_OBJECTIF A:_
Relevez dans l'extrait choisi toutes les personnes qui travaillent dans le bar de la rue Duphot, en les désignant comme le texte le fait.
_OBJECTIF B:_
D'après l'extrait choisi, pourquoi Raymond Courrèges n'éprouve-t-il pas d'abord la joie mêlée de fureur attendue lorsqu'il se retrouve face à Maria Cross ? Répondez en une à trois phrases.

Image : peinture d'enfant de cm2

jeudi 20 octobre 2022

François Mauriac, Le désert de l'amour (incipit)

 


"Pendant des années, Raymond Courrèges avait nourri l'espoir de retrouver sur sa route cette Maria Cross dont il souhaitait ardemment de tirer vengeance. Bien des fois il suivit dans la rue une passante, ayant cru que c'était elle qu'il cherchait. Puis, le temps avait si bien assoupi sa rancune que, lorsque son destin le remit en face de cette femme, il n'éprouva point d'abord la joie mêlée de fureur qu'une telle rencontre aurait dû susciter en lui. A son entrée, ce soir-là, dans un bar de la rue Duphot, il n'était que dix heures et le mulâtre du jazz chantonnait pour le plaisir d'un seul maître d'hôtel attentif. Dans la boîte étroite où, vers minuit, piétinaient les couples, ronflait, comme une grosse mouche, un ventilateur. Au portier qui s'étonnait : "On n'est pas habitué à voir Monsieur de si bonne heure...", Raymond n'avait donné d'autre réponse qu'un signe de la main pour qu'il interrompît ce bourdonnement. Le portier confidentiel voulut en vain le persuader que "ce nouveau système sans faire de vent absorbait la fumée", Courrèges l'avait considéré d'un tel air que l'homme battit en retraite vers le vestiaire ; mais au plafond le ventilateur se tut comme un bourdon se pose."

_DONNÉES FOURNIES:_
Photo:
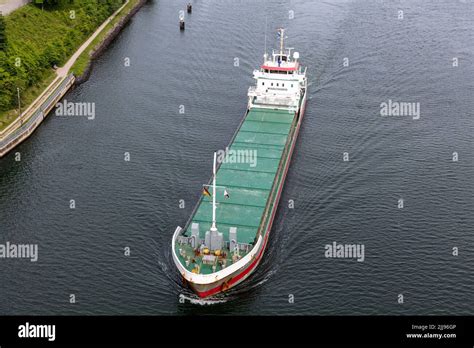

_RÉPONSE A:_
- le mulâtre du jazz
- le maître d'hôtel
- le portier

_RÉPONSE B:_
Le temps avait si bien assoupi sa rancune qu'il ne ressentit pas d'abord cette émotion. Pendant des années, il avait pourtant espéré la retrouver pour se venger d'elle.